§ **WORK TO DO**: Recast every row below as a Markdown table with two columns, Number and Line, giving each row its number and omitting any blank lines.

§ **TASK INPUT**:
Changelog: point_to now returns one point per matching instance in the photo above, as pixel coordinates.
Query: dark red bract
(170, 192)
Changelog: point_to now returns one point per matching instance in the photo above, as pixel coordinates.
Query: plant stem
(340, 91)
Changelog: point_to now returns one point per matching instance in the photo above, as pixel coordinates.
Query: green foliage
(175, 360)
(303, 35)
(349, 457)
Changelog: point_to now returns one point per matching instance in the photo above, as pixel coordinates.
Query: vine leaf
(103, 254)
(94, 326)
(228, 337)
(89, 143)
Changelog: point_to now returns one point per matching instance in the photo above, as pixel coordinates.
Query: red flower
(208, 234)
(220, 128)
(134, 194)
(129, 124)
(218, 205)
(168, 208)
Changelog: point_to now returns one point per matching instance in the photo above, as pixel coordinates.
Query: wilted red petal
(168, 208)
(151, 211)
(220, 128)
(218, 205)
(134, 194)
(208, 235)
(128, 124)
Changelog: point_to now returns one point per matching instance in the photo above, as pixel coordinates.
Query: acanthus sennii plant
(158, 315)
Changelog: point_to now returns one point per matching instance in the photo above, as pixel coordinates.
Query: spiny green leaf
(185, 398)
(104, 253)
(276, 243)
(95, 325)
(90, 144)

§ **RESULT OF THE EXERCISE**:
| Number | Line |
|---|---|
| 1 | Changelog: point_to now returns one point per matching instance in the photo above, as pixel coordinates. |
| 2 | Query: dark red bract |
| 3 | (170, 192) |
| 4 | Changelog: point_to now returns one point per matching instance in the photo above, as pixel coordinates. |
| 5 | Query: plant stem |
| 6 | (340, 91) |
| 7 | Changelog: point_to now returns one point per matching instance in the photo above, as pixel coordinates. |
| 8 | Query: green foliage |
| 9 | (175, 360) |
| 10 | (303, 35) |
| 11 | (349, 457) |
| 12 | Changelog: point_to now returns one point per matching instance in the photo above, as pixel coordinates. |
| 13 | Query: vine leaf |
| 14 | (103, 254) |
| 15 | (94, 326) |
| 16 | (228, 337) |
| 17 | (89, 143) |
| 18 | Changelog: point_to now returns one point per matching instance in the photo above, as pixel coordinates. |
| 19 | Query: red flower |
| 20 | (208, 234) |
| 21 | (220, 128) |
| 22 | (134, 194) |
| 23 | (129, 124) |
| 24 | (218, 205) |
| 25 | (168, 208) |
| 26 | Changelog: point_to now returns one point per matching instance in the photo above, as pixel coordinates. |
| 27 | Query: wilted red petal |
| 28 | (168, 208) |
| 29 | (151, 211) |
| 30 | (220, 128) |
| 31 | (218, 205) |
| 32 | (134, 194) |
| 33 | (208, 235) |
| 34 | (128, 124) |
| 35 | Changelog: point_to now returns one point per matching instance in the photo above, as pixel coordinates. |
| 36 | Query: acanthus sennii plant |
| 37 | (158, 315) |
| 38 | Changelog: point_to now returns one point per matching instance in the photo above, as pixel coordinates. |
| 39 | Query: spiny green leaf |
| 40 | (185, 398) |
| 41 | (104, 253) |
| 42 | (276, 243) |
| 43 | (95, 325) |
| 44 | (90, 144) |